§ WHAT IS REQUIRED
Output every line below exactly.

[Records]
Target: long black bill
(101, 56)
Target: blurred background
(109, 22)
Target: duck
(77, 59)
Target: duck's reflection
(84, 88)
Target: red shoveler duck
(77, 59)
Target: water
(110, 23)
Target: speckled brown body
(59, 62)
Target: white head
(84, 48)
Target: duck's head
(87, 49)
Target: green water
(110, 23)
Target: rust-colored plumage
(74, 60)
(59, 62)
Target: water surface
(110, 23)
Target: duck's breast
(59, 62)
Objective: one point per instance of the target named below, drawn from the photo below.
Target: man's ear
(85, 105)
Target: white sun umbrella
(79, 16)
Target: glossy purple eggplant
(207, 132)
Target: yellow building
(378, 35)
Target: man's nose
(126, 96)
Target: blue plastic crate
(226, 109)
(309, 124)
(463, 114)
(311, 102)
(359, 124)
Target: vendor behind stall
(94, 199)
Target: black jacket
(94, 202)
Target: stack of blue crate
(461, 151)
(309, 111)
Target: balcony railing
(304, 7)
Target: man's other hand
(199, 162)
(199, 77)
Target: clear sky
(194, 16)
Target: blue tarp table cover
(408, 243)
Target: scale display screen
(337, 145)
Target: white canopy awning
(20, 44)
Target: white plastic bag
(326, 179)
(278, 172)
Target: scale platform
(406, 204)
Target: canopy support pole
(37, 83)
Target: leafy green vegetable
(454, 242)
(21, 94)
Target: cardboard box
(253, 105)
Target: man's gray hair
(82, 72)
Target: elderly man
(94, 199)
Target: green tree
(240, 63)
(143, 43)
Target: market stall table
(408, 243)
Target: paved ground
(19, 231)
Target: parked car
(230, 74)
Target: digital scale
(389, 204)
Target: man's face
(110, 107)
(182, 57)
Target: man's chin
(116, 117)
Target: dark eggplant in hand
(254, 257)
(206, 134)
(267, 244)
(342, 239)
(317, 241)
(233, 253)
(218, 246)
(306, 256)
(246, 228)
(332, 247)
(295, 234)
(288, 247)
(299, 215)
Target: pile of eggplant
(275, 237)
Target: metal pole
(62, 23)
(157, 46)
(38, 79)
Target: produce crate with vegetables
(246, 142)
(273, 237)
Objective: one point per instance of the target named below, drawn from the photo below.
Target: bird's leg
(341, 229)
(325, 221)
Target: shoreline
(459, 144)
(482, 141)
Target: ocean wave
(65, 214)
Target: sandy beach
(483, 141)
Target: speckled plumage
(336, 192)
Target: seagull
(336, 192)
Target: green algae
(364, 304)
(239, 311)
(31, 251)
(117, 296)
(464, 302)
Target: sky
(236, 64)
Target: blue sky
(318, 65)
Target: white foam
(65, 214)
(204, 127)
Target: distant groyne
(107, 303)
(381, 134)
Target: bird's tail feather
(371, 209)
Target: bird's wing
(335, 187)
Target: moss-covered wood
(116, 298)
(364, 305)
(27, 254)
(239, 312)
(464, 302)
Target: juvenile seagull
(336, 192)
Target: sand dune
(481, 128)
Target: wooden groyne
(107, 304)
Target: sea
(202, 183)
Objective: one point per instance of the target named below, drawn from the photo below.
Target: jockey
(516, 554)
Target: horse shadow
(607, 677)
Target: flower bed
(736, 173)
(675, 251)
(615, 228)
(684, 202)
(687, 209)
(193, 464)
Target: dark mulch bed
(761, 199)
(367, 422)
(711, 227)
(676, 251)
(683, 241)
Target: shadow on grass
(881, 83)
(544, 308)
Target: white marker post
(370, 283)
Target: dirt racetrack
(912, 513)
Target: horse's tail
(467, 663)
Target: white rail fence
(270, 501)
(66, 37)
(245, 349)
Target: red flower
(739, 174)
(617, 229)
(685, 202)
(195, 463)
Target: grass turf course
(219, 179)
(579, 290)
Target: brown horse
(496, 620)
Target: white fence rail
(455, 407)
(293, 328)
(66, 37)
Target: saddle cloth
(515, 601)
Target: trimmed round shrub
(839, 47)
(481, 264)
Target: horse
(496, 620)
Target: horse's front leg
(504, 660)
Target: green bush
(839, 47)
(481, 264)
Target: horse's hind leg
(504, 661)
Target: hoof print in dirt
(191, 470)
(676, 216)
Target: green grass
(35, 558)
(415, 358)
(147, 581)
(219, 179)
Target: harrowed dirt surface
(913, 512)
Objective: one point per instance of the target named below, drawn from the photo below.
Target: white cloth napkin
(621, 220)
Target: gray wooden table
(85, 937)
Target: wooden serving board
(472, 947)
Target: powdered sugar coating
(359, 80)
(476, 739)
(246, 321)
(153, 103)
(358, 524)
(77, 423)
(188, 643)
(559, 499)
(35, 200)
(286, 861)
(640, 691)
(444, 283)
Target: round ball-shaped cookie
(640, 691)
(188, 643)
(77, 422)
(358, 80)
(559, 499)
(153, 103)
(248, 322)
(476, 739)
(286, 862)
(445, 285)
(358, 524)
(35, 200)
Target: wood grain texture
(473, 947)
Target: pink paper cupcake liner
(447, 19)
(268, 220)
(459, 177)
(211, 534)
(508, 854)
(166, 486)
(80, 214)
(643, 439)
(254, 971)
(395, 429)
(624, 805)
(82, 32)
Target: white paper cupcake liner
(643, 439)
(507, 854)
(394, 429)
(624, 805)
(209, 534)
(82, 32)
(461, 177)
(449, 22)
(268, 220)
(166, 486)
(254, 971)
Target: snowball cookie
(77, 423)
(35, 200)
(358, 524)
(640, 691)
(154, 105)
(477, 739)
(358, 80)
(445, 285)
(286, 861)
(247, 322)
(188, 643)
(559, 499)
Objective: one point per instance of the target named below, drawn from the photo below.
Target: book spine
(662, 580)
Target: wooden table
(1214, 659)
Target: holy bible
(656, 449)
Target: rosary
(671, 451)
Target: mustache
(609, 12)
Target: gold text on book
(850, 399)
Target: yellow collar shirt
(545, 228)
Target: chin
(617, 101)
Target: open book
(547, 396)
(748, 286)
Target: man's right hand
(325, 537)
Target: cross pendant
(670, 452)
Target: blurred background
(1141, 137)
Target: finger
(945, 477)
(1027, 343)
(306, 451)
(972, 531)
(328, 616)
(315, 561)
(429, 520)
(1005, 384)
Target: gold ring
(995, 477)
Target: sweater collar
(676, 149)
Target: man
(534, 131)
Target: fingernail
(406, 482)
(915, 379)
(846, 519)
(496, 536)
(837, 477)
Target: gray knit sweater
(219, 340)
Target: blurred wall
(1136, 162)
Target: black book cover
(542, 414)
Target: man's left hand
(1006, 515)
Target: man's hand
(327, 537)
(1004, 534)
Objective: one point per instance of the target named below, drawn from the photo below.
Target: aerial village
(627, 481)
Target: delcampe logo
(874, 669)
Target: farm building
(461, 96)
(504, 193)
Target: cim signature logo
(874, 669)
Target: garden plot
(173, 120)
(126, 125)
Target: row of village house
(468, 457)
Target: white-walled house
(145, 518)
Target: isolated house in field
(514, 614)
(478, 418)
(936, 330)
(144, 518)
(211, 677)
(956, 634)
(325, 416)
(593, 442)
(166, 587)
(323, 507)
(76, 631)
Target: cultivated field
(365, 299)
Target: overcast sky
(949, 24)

§ COMPLETED TASK
Target: long black bill
(101, 56)
Target: blurred background
(109, 22)
Target: duck
(77, 59)
Target: duck's reflection
(84, 88)
Target: red shoveler duck
(77, 59)
Target: water
(110, 23)
Target: speckled brown body
(59, 62)
Target: white head
(84, 48)
Target: duck's head
(87, 49)
Target: green water
(110, 23)
Target: rust-colored plumage
(74, 60)
(59, 62)
Target: water surface
(110, 23)
Target: duck's breast
(59, 62)
Objective: one point per instance of the target named below, drawn from the photo below.
Target: man's ear
(85, 105)
Target: white sun umbrella
(79, 16)
Target: glossy purple eggplant
(207, 132)
Target: yellow building
(378, 35)
Target: man's nose
(126, 96)
Target: blue plastic crate
(226, 109)
(309, 124)
(463, 114)
(311, 102)
(359, 124)
Target: vendor behind stall
(94, 199)
Target: black jacket
(94, 202)
Target: stack of blue crate
(461, 151)
(309, 111)
Target: balcony railing
(304, 7)
Target: man's other hand
(199, 162)
(199, 77)
Target: clear sky
(194, 16)
Target: blue tarp table cover
(408, 243)
Target: scale display screen
(337, 145)
Target: white canopy awning
(20, 44)
Target: white plastic bag
(326, 179)
(278, 172)
Target: scale platform
(406, 204)
Target: canopy support pole
(37, 83)
Target: leafy green vegetable
(454, 242)
(21, 94)
Target: cardboard box
(253, 105)
Target: man's gray hair
(82, 72)
Target: elderly man
(94, 199)
Target: green tree
(240, 63)
(143, 43)
Target: market stall table
(408, 243)
Target: paved ground
(19, 231)
Target: parked car
(230, 74)
Target: digital scale
(389, 204)
Target: man's face
(110, 107)
(182, 57)
Target: man's chin
(116, 117)
Target: dark eggplant in hand
(254, 257)
(206, 134)
(267, 244)
(342, 239)
(317, 241)
(233, 253)
(218, 246)
(306, 256)
(246, 228)
(332, 247)
(295, 234)
(288, 247)
(299, 215)
Target: pile of eggplant
(275, 237)
Target: metal pole
(62, 23)
(157, 46)
(38, 79)
Target: produce crate with vegetables
(246, 142)
(273, 237)
Objective: one point per instance of the target named below, drawn from the photo below.
Target: bird's leg
(341, 229)
(325, 221)
Target: shoreline
(459, 144)
(482, 141)
Target: ocean wave
(65, 214)
Target: sandy beach
(483, 141)
Target: speckled plumage
(336, 192)
Target: seagull
(336, 192)
Target: green algae
(364, 304)
(239, 311)
(31, 251)
(117, 296)
(464, 302)
Target: sky
(236, 64)
Target: blue sky
(318, 65)
Target: white foam
(65, 214)
(204, 127)
Target: distant groyne
(107, 303)
(381, 134)
Target: bird's tail feather
(371, 209)
Target: bird's wing
(335, 187)
Target: moss-covered wood
(116, 298)
(364, 305)
(27, 254)
(239, 312)
(464, 302)
Target: juvenile seagull
(336, 192)
Target: sand dune
(481, 128)
Target: wooden groyne
(107, 304)
Target: sea
(202, 183)
Objective: one point per instance of the target named below, drawn from the photo below.
Target: jockey
(516, 554)
Target: horse shadow
(607, 677)
Target: flower bed
(736, 173)
(675, 251)
(615, 228)
(684, 202)
(687, 209)
(193, 464)
Target: dark mulch bed
(761, 199)
(367, 422)
(711, 227)
(676, 251)
(683, 241)
Target: shadow on grass
(881, 83)
(544, 308)
Target: white marker post
(370, 283)
Target: dirt racetrack
(912, 513)
Target: horse's tail
(467, 663)
Target: white rail fence
(270, 501)
(66, 37)
(245, 349)
Target: red flower
(739, 174)
(617, 229)
(685, 202)
(195, 463)
Target: grass turf course
(219, 179)
(579, 290)
Target: brown horse
(496, 620)
Target: white fence rail
(455, 407)
(293, 328)
(66, 37)
Target: saddle cloth
(515, 601)
Target: trimmed round shrub
(839, 47)
(481, 264)
Target: horse
(496, 620)
Target: horse's front leg
(504, 660)
Target: green bush
(839, 47)
(481, 264)
Target: horse's hind leg
(504, 661)
Target: hoof print in dirt
(191, 470)
(676, 216)
Target: green grass
(35, 558)
(415, 358)
(147, 581)
(219, 179)
Target: harrowed dirt surface
(913, 512)
Objective: one point per instance of the target named below, drawn from the photo below.
Target: white cloth napkin
(621, 220)
Target: gray wooden table
(85, 937)
Target: wooden serving board
(472, 947)
Target: powdered sugar coating
(359, 80)
(476, 739)
(246, 321)
(153, 103)
(358, 524)
(77, 423)
(188, 643)
(559, 499)
(35, 200)
(286, 861)
(640, 691)
(444, 283)
Target: round ball-shaped cookie
(640, 691)
(188, 643)
(77, 422)
(358, 80)
(559, 499)
(153, 103)
(248, 322)
(476, 739)
(286, 862)
(445, 285)
(358, 524)
(35, 200)
Target: wood grain texture
(473, 947)
Target: pink paper cupcake liner
(447, 19)
(268, 220)
(459, 177)
(211, 534)
(508, 854)
(166, 486)
(80, 214)
(643, 439)
(254, 971)
(395, 429)
(624, 805)
(82, 32)
Target: white paper cupcake liner
(643, 439)
(507, 854)
(394, 429)
(624, 805)
(209, 534)
(82, 32)
(461, 177)
(449, 22)
(268, 220)
(166, 486)
(254, 971)
Target: snowball cookie
(77, 423)
(35, 200)
(358, 524)
(640, 691)
(154, 105)
(477, 739)
(358, 80)
(445, 285)
(286, 861)
(247, 322)
(188, 643)
(559, 499)
Objective: one point per instance of the target named below, drawn from the photo below.
Target: book spine
(662, 580)
Target: wooden table
(1214, 659)
Target: holy bible
(656, 449)
Target: rosary
(671, 451)
Target: mustache
(609, 12)
Target: gold text on book
(850, 399)
Target: yellow collar shirt
(545, 228)
Target: chin
(617, 101)
Target: open book
(547, 396)
(748, 286)
Target: man's right hand
(325, 537)
Target: cross pendant
(670, 452)
Target: blurred background
(1141, 137)
Target: finger
(945, 477)
(1027, 343)
(306, 451)
(972, 531)
(328, 616)
(315, 561)
(429, 520)
(1005, 384)
Target: gold ring
(995, 477)
Target: sweater collar
(676, 149)
Target: man
(534, 131)
Target: fingernail
(406, 482)
(915, 379)
(846, 519)
(496, 536)
(837, 477)
Target: gray knit sweater
(219, 340)
Target: blurred wall
(1136, 162)
Target: black book cover
(542, 414)
Target: man's left hand
(1006, 515)
Target: man's hand
(327, 537)
(1004, 534)
Objective: one point per instance of the target named below, drawn from the photo below.
Target: aerial village
(627, 481)
Target: delcampe logo
(874, 669)
Target: farm building
(461, 96)
(504, 193)
Target: cim signature logo
(874, 669)
Target: garden plot
(173, 120)
(126, 125)
Target: row of village house
(468, 457)
Target: white-walled house
(145, 518)
Target: isolated house in field
(514, 614)
(478, 418)
(936, 330)
(144, 518)
(211, 677)
(956, 634)
(325, 416)
(593, 442)
(166, 587)
(323, 507)
(76, 631)
Target: cultivated field
(365, 299)
Target: overcast sky
(949, 24)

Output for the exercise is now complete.